- Goal
Give the material once more, word for word, without any images.
--- BEGIN Extracted records ---
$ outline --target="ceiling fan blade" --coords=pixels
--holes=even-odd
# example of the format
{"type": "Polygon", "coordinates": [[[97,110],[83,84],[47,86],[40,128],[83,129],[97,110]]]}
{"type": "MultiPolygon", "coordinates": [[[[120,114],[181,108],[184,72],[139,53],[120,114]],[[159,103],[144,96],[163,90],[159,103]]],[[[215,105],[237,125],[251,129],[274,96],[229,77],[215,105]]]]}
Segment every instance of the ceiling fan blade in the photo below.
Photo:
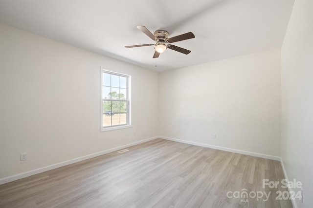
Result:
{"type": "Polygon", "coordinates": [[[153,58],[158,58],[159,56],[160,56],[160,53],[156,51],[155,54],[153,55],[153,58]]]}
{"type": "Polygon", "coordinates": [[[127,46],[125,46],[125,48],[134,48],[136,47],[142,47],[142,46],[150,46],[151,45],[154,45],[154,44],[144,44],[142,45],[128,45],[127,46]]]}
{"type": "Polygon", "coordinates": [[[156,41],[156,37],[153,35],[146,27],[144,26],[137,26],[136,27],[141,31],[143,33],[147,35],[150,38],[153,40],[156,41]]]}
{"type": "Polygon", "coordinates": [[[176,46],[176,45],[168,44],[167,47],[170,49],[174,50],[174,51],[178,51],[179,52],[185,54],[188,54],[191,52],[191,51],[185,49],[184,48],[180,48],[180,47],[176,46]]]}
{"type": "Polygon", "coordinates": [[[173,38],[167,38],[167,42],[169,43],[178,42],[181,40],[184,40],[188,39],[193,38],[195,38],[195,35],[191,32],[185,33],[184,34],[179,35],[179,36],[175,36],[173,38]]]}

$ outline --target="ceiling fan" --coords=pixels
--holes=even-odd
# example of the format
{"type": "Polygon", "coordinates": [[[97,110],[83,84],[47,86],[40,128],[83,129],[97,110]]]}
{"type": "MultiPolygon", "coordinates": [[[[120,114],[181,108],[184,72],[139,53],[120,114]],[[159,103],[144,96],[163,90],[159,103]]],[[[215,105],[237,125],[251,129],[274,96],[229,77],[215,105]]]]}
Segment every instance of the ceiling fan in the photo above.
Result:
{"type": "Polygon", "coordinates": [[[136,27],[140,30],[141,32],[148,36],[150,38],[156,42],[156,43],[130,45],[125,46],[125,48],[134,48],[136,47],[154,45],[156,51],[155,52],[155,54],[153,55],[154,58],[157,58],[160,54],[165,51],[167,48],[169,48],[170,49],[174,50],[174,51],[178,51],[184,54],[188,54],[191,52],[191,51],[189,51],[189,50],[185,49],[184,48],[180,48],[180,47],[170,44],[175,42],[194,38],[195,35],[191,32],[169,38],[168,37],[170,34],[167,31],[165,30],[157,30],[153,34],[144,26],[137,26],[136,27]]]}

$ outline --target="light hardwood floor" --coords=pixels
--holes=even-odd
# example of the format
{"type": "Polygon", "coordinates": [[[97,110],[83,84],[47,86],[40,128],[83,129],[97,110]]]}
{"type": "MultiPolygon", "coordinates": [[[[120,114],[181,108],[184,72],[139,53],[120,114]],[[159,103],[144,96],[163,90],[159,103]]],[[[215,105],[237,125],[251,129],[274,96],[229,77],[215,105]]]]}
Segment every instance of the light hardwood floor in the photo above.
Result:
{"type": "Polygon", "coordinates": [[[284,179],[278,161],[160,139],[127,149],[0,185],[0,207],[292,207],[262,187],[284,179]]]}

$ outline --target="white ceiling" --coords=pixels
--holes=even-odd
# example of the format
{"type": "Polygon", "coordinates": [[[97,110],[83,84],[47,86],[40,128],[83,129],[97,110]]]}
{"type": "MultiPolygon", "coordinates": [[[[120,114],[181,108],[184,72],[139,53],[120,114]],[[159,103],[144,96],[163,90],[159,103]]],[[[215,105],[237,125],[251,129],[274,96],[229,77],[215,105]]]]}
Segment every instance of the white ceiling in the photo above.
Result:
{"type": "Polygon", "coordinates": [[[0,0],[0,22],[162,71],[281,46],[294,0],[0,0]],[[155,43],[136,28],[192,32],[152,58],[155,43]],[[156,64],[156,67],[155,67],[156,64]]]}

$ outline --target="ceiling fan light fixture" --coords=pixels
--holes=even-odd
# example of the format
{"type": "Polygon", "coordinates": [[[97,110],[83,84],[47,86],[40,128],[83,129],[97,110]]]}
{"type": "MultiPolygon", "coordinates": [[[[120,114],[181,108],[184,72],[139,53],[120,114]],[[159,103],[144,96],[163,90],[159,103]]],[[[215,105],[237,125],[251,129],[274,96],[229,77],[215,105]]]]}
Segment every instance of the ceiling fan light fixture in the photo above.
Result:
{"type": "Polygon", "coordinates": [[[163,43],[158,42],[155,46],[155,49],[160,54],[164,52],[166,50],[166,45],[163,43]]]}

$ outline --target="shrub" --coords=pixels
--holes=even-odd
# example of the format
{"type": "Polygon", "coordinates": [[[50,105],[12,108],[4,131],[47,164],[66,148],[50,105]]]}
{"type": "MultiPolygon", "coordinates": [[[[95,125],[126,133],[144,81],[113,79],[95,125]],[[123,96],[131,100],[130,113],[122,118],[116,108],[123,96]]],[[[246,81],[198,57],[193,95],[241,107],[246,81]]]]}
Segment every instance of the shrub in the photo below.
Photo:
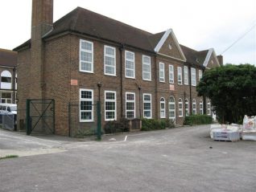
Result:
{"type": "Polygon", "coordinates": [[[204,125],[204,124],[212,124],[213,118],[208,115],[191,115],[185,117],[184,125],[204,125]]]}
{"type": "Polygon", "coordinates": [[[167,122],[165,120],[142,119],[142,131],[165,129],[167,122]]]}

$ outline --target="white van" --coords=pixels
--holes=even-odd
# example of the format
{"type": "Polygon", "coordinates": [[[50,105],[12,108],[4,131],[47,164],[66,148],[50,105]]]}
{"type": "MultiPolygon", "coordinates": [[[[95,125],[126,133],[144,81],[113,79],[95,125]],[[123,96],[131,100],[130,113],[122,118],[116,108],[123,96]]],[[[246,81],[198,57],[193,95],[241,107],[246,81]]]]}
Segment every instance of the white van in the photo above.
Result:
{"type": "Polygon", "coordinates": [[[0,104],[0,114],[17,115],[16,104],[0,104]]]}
--- END Extracted records ---
- Exercise response
$ outline --target="ceiling fan blade" --coords=pixels
--holes=even-odd
# example of the format
{"type": "Polygon", "coordinates": [[[97,110],[83,84],[47,86],[40,128],[83,129],[97,110]]]}
{"type": "MultiPolygon", "coordinates": [[[[120,114],[181,108],[184,72],[139,53],[120,114]],[[159,103],[144,96],[163,90],[159,103]]],[[[215,105],[237,125],[251,129],[274,96],[229,77],[215,105]]]]}
Segment every instance of the ceiling fan blade in the photo below.
Photo:
Result:
{"type": "Polygon", "coordinates": [[[153,58],[158,58],[159,56],[160,56],[160,53],[156,51],[155,54],[153,55],[153,58]]]}
{"type": "Polygon", "coordinates": [[[127,46],[125,46],[125,48],[134,48],[136,47],[142,47],[142,46],[150,46],[151,45],[154,45],[154,44],[144,44],[142,45],[128,45],[127,46]]]}
{"type": "Polygon", "coordinates": [[[156,41],[156,37],[153,35],[146,27],[144,26],[137,26],[136,27],[141,31],[143,33],[147,35],[150,38],[153,40],[156,41]]]}
{"type": "Polygon", "coordinates": [[[176,46],[176,45],[168,44],[167,47],[170,49],[174,50],[174,51],[178,51],[179,52],[185,54],[188,54],[191,52],[191,51],[185,49],[184,48],[180,48],[180,47],[176,46]]]}
{"type": "Polygon", "coordinates": [[[173,38],[167,38],[167,42],[169,43],[178,42],[181,40],[184,40],[188,39],[193,38],[195,38],[195,35],[191,32],[185,33],[184,34],[179,35],[179,36],[175,36],[173,38]]]}

$ outline --target="ceiling fan" --coords=pixels
--holes=even-odd
# example of the format
{"type": "Polygon", "coordinates": [[[97,110],[83,84],[47,86],[40,128],[83,129],[97,110]]]}
{"type": "MultiPolygon", "coordinates": [[[[120,114],[181,108],[184,72],[139,53],[120,114]],[[159,103],[144,96],[163,90],[159,103]]],[[[215,105],[237,125],[251,129],[274,96],[229,77],[215,105]]]]}
Segment every instance of the ceiling fan in the photo above.
Result:
{"type": "Polygon", "coordinates": [[[136,27],[140,30],[141,32],[148,36],[150,38],[156,42],[156,43],[130,45],[125,46],[125,48],[134,48],[136,47],[154,45],[156,51],[155,52],[155,54],[153,55],[154,58],[157,58],[160,54],[165,51],[167,48],[169,48],[170,49],[174,50],[174,51],[178,51],[184,54],[188,54],[191,52],[191,51],[189,51],[189,50],[185,49],[184,48],[180,48],[180,47],[170,44],[175,42],[194,38],[195,35],[191,32],[169,38],[168,37],[170,34],[167,31],[165,30],[157,30],[153,34],[144,26],[137,26],[136,27]]]}

$ outline --target="light hardwood floor" --coords=pixels
--holes=even-odd
# example of the format
{"type": "Polygon", "coordinates": [[[97,110],[83,84],[47,86],[40,128],[83,129],[97,110]]]}
{"type": "MultiPolygon", "coordinates": [[[[120,114],[181,108],[184,72],[139,53],[120,114]],[[159,103],[144,96],[163,90],[159,103]]],[[[215,105],[237,125],[251,129],[274,96],[229,77],[215,105]]]]}
Segment every instance of the light hardwood floor in the photo above.
Result:
{"type": "Polygon", "coordinates": [[[284,179],[278,161],[160,139],[127,149],[0,185],[0,207],[292,207],[262,187],[284,179]]]}

$ outline --target="white ceiling" --coords=pixels
--holes=even-odd
# example of the format
{"type": "Polygon", "coordinates": [[[97,110],[83,84],[47,86],[40,128],[83,129],[97,110]]]}
{"type": "MultiPolygon", "coordinates": [[[[120,114],[181,108],[184,72],[139,53],[120,114]],[[159,103],[144,96],[163,90],[159,103]]],[[[215,105],[237,125],[251,129],[274,96],[229,77],[215,105]]]]}
Segment every instance of the white ceiling in the photo above.
Result:
{"type": "Polygon", "coordinates": [[[0,0],[0,22],[162,71],[281,46],[294,0],[0,0]],[[155,43],[136,28],[192,32],[152,58],[155,43]],[[156,64],[156,67],[155,67],[156,64]]]}

$ outline --target="ceiling fan light fixture" --coords=pixels
--holes=even-odd
# example of the format
{"type": "Polygon", "coordinates": [[[97,110],[83,84],[47,86],[40,128],[83,129],[97,110]]]}
{"type": "MultiPolygon", "coordinates": [[[[120,114],[181,108],[184,72],[139,53],[120,114]],[[159,103],[144,96],[163,90],[159,103]]],[[[215,105],[237,125],[251,129],[274,96],[229,77],[215,105]]]]}
Segment every instance of the ceiling fan light fixture in the photo above.
Result:
{"type": "Polygon", "coordinates": [[[163,43],[158,42],[155,46],[155,49],[160,54],[164,52],[166,50],[166,45],[163,43]]]}

$ outline --target="shrub" --coords=pixels
--holes=even-odd
# example of the format
{"type": "Polygon", "coordinates": [[[50,105],[12,108],[4,131],[47,164],[66,148],[50,105]]]}
{"type": "MultiPolygon", "coordinates": [[[[95,125],[126,133],[144,81],[113,79],[95,125]],[[123,96],[131,100],[130,113],[122,118],[116,108],[123,96]]],[[[246,81],[198,57],[193,95],[241,107],[246,81]]]]}
Segment every instance of the shrub in the photo below.
Photo:
Result:
{"type": "Polygon", "coordinates": [[[204,125],[204,124],[212,124],[213,118],[208,115],[191,115],[185,117],[184,125],[204,125]]]}
{"type": "Polygon", "coordinates": [[[167,122],[165,120],[142,119],[142,131],[165,129],[167,122]]]}

$ outline --target="white van" --coords=pixels
--holes=even-odd
# example of the format
{"type": "Polygon", "coordinates": [[[50,105],[12,108],[4,131],[47,164],[66,148],[50,105]]]}
{"type": "MultiPolygon", "coordinates": [[[[95,125],[126,133],[144,81],[113,79],[95,125]],[[123,96],[131,100],[130,113],[122,118],[116,108],[123,96]]],[[[246,81],[198,57],[193,95],[241,107],[246,81]]]]}
Segment every instance of the white van in the photo above.
Result:
{"type": "Polygon", "coordinates": [[[0,104],[0,114],[17,115],[16,104],[0,104]]]}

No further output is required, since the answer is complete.